→ WHAT YOU ARE ASKED TO DO: Retype word for word the lines of the data below, from the first to the one bearing "Category: blue sky", with that one included.

→ EXERCISE DATA:
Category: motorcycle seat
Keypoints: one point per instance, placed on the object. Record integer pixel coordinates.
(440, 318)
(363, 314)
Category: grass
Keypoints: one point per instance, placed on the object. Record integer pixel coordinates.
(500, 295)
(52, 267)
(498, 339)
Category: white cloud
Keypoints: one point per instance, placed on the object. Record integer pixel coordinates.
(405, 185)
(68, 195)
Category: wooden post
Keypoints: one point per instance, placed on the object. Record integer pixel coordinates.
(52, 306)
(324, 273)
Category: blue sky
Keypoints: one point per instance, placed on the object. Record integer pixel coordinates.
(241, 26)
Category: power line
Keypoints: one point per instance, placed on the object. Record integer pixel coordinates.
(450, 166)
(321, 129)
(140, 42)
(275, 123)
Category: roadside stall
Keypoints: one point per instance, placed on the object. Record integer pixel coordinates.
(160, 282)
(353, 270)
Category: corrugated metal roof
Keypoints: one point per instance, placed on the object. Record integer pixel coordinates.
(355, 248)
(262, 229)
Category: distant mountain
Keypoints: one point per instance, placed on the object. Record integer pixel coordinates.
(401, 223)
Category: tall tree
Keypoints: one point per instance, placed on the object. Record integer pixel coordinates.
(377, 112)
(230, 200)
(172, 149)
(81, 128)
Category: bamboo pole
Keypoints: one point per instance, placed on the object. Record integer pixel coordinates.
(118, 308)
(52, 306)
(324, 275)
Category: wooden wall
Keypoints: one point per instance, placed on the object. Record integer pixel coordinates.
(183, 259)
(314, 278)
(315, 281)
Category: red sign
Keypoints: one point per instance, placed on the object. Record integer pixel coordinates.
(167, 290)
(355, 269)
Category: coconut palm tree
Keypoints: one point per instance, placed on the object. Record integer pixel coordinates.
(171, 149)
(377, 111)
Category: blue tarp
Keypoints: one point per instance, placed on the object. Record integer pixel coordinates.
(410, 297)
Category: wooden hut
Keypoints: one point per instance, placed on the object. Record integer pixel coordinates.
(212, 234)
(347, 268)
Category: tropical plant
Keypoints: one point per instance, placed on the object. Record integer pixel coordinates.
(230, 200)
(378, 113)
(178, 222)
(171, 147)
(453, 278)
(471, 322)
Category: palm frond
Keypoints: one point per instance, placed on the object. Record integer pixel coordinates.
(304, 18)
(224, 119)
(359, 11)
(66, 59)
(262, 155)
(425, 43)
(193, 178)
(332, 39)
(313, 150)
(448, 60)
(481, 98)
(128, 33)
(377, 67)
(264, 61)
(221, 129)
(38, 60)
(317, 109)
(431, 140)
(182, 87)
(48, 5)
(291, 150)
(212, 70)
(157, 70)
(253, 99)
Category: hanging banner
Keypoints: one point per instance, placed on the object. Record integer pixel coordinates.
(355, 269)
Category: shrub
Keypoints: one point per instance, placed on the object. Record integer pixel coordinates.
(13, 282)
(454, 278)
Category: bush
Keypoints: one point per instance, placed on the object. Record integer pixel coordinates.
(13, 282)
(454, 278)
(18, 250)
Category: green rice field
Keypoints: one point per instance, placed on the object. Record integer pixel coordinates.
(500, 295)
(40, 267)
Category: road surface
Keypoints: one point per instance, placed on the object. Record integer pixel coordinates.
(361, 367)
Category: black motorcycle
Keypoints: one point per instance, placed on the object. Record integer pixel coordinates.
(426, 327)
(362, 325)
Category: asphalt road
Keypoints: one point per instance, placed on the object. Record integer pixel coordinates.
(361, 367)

→ ANSWER TO THIS EXERCISE:
Category: motorcycle seat
Keypoints: one point per instance, placed on the object. Record integer pixel coordinates.
(440, 318)
(363, 314)
Category: grass
Keypoints: one point per instance, placed on the object. Record integer pixel coordinates.
(500, 295)
(52, 267)
(498, 339)
Category: white cloud
Keypoints: one point per instance, placed on the object. Record integer pixel coordinates.
(405, 185)
(68, 195)
Category: wooden post
Keypoints: one point per instance, placed on the object. Record integer pixel coordinates.
(52, 306)
(324, 273)
Category: blue sky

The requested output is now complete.